[Records from a point-labeling set]
%%

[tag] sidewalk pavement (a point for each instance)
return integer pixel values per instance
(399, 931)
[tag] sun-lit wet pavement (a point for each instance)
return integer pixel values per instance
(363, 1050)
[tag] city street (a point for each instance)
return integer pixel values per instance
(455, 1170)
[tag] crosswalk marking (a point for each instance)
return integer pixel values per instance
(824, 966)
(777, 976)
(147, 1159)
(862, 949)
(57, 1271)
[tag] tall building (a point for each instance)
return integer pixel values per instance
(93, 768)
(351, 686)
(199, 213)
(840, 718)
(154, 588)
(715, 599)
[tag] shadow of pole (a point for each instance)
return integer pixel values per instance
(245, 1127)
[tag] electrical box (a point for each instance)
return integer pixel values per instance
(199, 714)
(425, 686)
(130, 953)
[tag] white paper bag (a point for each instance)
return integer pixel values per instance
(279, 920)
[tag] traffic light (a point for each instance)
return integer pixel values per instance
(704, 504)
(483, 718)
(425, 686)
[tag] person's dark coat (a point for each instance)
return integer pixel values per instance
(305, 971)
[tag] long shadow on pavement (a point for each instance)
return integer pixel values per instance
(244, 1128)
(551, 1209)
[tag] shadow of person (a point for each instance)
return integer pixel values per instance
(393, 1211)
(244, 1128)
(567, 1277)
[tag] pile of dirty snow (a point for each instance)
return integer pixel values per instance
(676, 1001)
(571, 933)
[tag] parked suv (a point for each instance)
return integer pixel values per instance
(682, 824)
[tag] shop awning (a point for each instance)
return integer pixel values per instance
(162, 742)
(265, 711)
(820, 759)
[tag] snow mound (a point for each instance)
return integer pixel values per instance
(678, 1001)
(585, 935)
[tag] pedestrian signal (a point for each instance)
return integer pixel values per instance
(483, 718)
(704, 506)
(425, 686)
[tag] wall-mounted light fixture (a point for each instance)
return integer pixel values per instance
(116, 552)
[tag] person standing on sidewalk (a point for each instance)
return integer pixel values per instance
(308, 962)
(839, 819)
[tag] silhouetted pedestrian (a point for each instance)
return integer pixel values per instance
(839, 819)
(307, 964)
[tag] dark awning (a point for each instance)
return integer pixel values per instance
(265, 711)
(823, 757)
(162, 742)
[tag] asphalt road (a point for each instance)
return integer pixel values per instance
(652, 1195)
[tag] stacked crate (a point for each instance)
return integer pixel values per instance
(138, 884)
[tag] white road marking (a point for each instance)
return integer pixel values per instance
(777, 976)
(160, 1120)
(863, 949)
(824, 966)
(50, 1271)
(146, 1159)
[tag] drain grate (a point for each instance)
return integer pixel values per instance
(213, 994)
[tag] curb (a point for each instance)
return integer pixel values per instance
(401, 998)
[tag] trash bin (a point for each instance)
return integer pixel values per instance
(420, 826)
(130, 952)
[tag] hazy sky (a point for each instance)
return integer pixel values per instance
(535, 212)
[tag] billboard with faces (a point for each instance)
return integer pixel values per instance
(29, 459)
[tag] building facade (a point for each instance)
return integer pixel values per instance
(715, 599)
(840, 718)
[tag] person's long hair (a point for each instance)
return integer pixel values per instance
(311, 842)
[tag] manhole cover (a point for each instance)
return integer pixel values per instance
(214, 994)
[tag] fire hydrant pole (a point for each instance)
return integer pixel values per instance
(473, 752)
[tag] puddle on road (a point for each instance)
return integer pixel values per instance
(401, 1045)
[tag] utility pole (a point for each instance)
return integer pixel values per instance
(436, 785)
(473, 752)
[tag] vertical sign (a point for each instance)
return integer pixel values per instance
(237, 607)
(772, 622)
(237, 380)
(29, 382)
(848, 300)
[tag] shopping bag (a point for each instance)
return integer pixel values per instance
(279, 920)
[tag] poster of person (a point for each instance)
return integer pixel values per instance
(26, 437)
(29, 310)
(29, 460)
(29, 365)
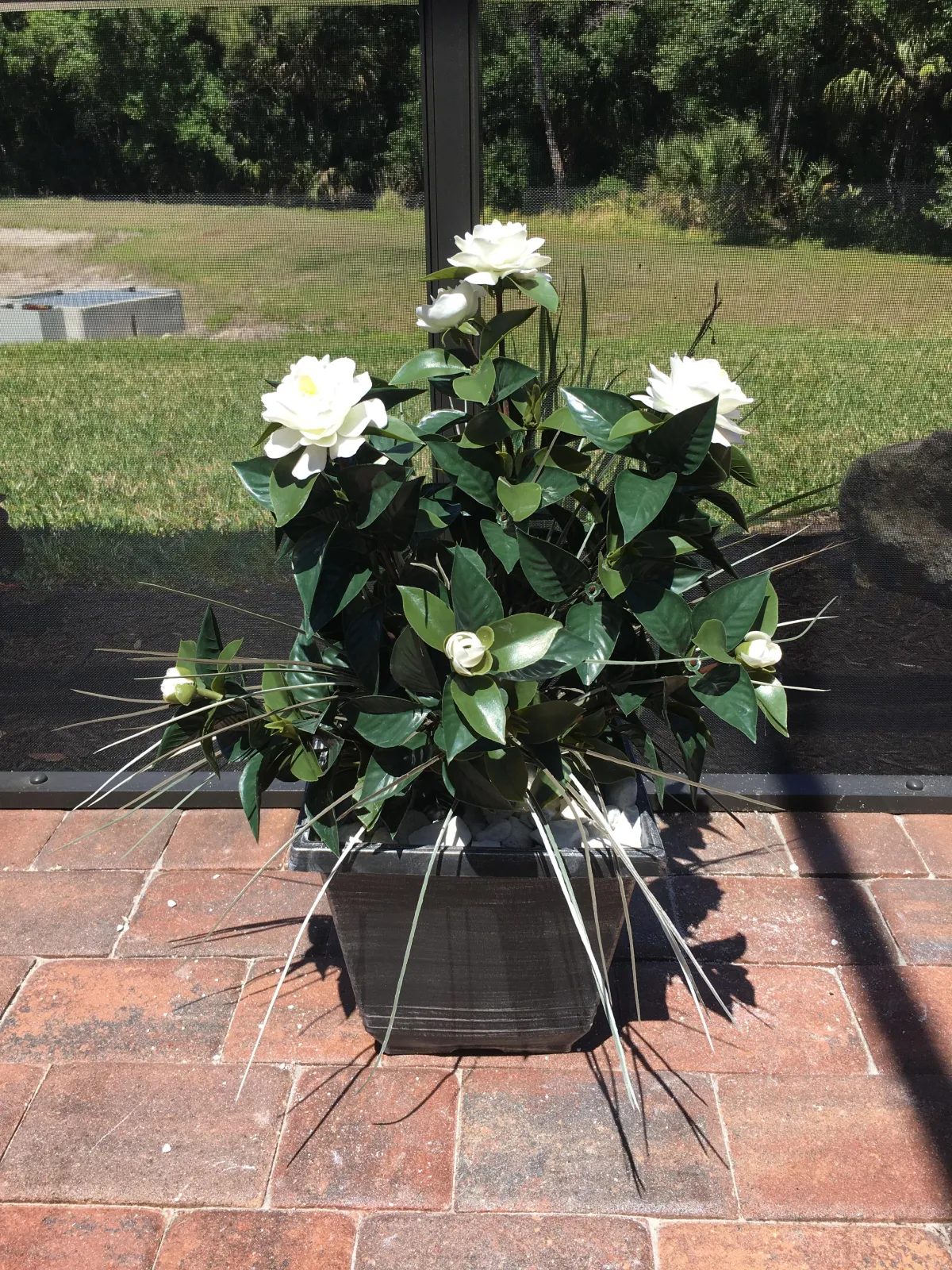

%%

• The problem
Reproduce the records beginning at the line that has "[tag] silhouetted pedestrian" and ending after the line that has "(652, 1195)", with "dark awning" changed to "shop canopy" and everything else left unchanged.

• Answer to the exercise
[tag] silhouetted pedestrian (a point for each instance)
return integer pixel values per instance
(839, 819)
(307, 964)
[tag] shop canopy (a point for each instance)
return integer pixel values per instance
(265, 711)
(823, 757)
(162, 742)
[tag] asphalt road (a point for each instance)
return integer pixel values per instance
(652, 1195)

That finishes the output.